Given data

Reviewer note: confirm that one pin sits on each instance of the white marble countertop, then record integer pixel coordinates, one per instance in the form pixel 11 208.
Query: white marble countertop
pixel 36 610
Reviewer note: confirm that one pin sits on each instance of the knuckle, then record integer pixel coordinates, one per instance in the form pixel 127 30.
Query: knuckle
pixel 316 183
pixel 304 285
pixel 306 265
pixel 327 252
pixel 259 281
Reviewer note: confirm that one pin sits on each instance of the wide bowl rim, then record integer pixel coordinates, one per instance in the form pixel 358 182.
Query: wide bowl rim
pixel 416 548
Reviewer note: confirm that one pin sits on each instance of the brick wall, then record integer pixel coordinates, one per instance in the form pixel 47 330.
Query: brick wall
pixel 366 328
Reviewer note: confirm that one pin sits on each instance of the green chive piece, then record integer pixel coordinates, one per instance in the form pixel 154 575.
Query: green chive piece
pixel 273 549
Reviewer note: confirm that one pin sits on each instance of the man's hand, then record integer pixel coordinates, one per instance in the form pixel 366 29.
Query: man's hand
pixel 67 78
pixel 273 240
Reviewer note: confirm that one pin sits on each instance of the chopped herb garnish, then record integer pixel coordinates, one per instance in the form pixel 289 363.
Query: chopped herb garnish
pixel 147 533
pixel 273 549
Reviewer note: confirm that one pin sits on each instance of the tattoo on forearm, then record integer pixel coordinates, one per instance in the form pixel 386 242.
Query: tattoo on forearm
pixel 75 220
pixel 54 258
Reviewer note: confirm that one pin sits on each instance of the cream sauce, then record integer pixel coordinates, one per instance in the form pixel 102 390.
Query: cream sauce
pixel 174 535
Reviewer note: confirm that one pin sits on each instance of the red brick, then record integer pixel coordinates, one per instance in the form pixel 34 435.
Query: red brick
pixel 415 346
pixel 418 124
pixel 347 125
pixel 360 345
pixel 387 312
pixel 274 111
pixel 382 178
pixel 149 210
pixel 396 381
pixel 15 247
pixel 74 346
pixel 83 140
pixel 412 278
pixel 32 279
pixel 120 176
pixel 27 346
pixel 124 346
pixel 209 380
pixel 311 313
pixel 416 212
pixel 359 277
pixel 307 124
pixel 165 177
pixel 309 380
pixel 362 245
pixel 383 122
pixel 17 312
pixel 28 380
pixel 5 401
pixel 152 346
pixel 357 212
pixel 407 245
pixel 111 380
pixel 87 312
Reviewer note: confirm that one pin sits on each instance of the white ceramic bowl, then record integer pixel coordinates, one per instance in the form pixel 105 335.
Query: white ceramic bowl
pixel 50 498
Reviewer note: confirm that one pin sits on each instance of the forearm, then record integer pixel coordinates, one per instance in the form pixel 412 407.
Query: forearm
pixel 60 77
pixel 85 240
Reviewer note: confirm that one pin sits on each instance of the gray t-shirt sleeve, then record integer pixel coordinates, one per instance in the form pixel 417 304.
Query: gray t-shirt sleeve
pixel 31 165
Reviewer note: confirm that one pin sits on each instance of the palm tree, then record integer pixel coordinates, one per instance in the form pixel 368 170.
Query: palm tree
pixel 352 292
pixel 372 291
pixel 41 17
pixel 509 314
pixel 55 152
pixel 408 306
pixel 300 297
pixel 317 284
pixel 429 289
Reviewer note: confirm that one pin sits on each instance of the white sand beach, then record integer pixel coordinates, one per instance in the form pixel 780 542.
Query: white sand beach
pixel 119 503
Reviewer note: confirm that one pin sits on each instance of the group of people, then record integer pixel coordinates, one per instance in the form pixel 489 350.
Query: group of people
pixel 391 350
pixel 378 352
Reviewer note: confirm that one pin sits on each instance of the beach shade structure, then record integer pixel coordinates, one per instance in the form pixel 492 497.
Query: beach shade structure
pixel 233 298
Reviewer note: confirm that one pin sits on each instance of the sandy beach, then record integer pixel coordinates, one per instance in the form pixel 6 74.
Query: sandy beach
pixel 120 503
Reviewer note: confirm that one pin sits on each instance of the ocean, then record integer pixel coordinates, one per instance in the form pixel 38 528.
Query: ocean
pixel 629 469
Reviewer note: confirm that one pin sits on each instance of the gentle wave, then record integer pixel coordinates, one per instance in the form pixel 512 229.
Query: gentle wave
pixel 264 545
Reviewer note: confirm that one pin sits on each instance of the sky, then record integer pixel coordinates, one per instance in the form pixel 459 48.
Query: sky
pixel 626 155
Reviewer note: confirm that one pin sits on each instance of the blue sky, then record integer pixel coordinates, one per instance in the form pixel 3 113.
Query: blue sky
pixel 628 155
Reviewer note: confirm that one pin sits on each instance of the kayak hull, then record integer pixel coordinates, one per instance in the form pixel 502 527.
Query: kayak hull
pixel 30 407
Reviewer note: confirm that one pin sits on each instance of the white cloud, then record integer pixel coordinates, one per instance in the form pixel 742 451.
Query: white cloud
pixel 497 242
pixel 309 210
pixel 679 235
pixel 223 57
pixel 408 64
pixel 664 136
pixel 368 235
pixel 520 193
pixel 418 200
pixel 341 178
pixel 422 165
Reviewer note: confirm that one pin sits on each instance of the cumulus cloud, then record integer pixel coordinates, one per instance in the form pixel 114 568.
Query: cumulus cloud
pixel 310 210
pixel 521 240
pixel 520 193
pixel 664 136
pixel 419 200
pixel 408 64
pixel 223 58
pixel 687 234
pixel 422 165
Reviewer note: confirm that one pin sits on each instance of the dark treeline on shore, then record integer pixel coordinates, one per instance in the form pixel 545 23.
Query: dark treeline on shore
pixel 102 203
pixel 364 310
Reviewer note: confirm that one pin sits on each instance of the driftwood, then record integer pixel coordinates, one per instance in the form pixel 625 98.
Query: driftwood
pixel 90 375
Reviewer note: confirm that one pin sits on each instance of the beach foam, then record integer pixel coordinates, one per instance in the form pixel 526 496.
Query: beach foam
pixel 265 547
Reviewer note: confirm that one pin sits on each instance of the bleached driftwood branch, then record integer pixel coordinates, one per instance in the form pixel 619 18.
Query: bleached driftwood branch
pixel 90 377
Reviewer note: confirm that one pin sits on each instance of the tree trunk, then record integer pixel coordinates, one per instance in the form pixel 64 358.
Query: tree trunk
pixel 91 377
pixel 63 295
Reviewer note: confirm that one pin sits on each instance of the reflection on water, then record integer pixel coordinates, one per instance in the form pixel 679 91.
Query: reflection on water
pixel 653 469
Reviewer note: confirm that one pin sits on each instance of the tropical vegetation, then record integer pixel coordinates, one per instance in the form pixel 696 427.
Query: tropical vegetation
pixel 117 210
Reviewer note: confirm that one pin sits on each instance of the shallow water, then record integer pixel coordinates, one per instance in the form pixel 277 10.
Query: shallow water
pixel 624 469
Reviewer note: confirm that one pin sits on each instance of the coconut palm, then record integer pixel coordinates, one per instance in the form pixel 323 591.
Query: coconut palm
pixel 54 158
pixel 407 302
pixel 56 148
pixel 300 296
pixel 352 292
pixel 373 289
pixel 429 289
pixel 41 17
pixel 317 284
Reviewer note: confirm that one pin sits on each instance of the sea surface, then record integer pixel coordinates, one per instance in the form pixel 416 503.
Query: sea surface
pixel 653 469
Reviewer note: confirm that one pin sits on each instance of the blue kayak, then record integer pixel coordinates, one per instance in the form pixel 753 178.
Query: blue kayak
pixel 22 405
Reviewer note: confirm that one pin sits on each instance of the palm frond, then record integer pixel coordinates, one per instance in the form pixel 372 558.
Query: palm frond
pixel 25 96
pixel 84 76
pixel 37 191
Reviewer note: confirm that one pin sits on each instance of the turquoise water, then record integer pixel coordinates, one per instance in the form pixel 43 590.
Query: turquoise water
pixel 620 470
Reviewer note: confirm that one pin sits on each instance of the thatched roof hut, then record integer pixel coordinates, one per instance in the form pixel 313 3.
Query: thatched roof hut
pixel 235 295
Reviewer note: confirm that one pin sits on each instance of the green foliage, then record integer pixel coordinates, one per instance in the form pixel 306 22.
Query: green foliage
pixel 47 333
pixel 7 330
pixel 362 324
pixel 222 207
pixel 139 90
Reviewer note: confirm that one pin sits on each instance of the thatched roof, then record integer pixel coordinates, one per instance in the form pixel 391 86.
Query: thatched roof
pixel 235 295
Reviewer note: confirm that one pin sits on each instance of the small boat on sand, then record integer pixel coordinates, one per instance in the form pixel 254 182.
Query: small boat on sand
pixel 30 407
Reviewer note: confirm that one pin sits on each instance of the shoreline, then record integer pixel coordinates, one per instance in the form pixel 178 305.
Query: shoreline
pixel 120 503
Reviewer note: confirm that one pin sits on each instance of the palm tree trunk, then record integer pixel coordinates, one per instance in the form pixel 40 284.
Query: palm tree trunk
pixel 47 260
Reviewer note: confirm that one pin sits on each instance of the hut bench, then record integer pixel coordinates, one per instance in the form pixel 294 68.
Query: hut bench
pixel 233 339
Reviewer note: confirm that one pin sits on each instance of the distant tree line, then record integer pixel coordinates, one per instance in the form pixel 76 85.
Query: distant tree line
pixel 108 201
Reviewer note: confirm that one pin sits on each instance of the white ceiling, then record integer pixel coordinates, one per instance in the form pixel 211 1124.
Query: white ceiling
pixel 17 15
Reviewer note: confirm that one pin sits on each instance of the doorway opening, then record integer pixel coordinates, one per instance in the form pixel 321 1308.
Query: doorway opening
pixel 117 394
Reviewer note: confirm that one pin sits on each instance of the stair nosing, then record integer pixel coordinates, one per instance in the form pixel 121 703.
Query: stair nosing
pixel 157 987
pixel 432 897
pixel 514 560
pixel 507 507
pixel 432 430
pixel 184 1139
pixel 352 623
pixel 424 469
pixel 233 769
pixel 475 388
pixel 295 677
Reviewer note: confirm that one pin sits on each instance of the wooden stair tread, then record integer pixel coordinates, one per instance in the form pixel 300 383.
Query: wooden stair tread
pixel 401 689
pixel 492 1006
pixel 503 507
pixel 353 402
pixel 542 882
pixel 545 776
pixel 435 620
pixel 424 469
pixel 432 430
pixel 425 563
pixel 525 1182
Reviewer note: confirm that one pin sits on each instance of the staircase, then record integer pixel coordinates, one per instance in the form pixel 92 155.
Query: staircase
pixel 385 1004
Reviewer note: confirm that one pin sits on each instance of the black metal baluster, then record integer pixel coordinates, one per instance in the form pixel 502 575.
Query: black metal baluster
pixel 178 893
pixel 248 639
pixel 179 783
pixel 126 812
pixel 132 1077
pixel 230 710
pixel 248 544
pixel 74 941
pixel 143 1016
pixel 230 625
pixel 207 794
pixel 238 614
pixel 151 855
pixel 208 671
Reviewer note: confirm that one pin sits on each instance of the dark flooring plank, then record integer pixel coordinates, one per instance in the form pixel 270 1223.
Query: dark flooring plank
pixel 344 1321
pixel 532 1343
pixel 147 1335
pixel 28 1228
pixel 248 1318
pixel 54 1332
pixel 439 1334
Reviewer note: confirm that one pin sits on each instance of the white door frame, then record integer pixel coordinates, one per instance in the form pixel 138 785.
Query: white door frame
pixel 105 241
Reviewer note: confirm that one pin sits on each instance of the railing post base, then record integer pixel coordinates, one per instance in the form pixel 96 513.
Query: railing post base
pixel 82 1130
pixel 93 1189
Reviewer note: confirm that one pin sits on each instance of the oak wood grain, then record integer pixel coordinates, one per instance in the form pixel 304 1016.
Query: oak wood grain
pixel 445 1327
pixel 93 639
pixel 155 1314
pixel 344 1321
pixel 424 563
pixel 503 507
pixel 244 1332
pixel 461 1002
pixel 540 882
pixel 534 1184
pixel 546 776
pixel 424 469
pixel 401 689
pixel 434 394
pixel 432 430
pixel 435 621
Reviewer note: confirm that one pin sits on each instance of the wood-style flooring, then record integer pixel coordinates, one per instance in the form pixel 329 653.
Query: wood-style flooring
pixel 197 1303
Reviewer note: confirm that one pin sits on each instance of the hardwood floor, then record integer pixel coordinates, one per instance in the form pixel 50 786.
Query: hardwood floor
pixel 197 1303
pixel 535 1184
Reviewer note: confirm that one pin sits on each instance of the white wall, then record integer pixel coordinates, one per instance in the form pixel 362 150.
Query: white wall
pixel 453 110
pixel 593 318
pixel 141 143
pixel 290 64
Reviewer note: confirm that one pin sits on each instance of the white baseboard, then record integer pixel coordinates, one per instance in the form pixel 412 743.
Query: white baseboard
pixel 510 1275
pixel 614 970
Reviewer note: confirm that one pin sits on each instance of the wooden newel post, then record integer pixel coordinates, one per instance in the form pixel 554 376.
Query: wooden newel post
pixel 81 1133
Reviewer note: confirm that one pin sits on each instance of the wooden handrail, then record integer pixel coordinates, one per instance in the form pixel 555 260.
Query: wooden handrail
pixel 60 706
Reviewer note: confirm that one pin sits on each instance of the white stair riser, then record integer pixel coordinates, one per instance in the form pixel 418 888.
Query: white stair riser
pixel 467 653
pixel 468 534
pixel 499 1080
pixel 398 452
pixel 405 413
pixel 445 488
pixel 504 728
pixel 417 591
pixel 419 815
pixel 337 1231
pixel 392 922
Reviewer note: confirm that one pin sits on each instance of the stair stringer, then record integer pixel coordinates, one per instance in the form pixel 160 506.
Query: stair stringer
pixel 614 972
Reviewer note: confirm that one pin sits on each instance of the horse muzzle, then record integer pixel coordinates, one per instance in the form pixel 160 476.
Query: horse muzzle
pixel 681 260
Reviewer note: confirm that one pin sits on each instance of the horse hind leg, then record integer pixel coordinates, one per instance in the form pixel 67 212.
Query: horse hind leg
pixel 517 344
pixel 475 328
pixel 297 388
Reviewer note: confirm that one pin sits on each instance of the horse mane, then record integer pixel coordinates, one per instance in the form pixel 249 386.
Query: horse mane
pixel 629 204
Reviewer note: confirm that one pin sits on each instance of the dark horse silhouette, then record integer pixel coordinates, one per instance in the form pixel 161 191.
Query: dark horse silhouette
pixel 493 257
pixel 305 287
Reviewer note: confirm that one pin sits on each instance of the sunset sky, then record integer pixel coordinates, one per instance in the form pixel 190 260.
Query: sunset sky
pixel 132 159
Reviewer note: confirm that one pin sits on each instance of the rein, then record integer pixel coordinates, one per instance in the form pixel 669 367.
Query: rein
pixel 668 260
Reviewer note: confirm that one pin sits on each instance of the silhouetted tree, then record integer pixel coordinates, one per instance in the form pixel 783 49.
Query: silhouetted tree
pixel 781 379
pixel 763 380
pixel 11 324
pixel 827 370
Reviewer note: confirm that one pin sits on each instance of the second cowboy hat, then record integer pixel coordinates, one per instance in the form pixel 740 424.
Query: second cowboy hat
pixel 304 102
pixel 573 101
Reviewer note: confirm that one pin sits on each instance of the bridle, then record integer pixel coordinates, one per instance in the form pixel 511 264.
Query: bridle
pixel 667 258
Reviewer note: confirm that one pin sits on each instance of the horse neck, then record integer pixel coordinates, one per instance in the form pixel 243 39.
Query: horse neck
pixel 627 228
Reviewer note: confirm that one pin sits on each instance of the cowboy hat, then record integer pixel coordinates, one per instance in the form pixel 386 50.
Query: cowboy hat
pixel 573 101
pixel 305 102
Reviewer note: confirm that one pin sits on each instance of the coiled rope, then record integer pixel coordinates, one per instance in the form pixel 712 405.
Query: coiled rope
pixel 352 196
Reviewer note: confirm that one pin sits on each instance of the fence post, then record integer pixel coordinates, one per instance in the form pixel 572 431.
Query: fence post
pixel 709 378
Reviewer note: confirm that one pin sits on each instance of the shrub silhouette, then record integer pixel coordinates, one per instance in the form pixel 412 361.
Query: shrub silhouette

Do this
Please rewrite the records from the line with "pixel 289 363." to the line with "pixel 54 258", swapping "tattoo on forearm" for "forearm tattoo" and leaving everything else the same.

Answer for this exercise
Reviewer note: confirm that one pin sits on each instance of the chopped herb garnish, then record integer pixel coordinates, one per instance in the form pixel 289 363.
Query: chopped herb garnish
pixel 147 533
pixel 273 549
Reviewer note: confirm that one pin sits on each instance of the forearm tattoo, then record integer pixel coordinates, one per instance in the form pixel 386 242.
Query: forearm tattoo
pixel 75 220
pixel 54 258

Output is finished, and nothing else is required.